-- Material shown start --

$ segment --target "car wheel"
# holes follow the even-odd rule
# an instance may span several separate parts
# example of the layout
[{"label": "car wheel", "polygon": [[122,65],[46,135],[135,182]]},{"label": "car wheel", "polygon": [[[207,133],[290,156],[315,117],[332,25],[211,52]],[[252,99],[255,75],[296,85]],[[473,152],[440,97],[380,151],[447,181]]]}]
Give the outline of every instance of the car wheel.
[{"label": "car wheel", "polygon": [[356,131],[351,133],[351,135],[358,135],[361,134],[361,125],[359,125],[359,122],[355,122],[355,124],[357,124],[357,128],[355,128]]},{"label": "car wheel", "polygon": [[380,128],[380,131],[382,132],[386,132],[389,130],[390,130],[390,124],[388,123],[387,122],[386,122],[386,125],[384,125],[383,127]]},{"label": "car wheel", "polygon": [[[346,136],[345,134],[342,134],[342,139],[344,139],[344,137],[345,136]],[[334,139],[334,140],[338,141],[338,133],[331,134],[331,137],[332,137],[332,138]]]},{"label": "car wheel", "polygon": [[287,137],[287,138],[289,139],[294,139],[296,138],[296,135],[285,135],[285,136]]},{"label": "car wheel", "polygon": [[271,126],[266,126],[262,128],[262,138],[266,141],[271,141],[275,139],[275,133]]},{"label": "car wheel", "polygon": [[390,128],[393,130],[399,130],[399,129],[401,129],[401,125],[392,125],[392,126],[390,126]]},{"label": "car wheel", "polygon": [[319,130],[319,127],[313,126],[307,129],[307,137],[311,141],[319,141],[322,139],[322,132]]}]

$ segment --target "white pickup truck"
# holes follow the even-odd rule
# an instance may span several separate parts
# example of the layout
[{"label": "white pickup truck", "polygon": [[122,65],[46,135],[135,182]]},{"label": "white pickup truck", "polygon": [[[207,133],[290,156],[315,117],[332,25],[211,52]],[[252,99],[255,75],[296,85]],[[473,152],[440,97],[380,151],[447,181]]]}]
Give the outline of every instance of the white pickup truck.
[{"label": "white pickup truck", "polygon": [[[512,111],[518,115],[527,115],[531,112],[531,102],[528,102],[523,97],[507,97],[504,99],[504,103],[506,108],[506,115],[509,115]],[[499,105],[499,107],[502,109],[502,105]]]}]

-- Material shown end --

Written task
Collect each line of the entries above that contains the word "Give". Letter case must match.

Result
Give the outline of every instance of the car wheel.
Give the outline of every instance of the white pickup truck.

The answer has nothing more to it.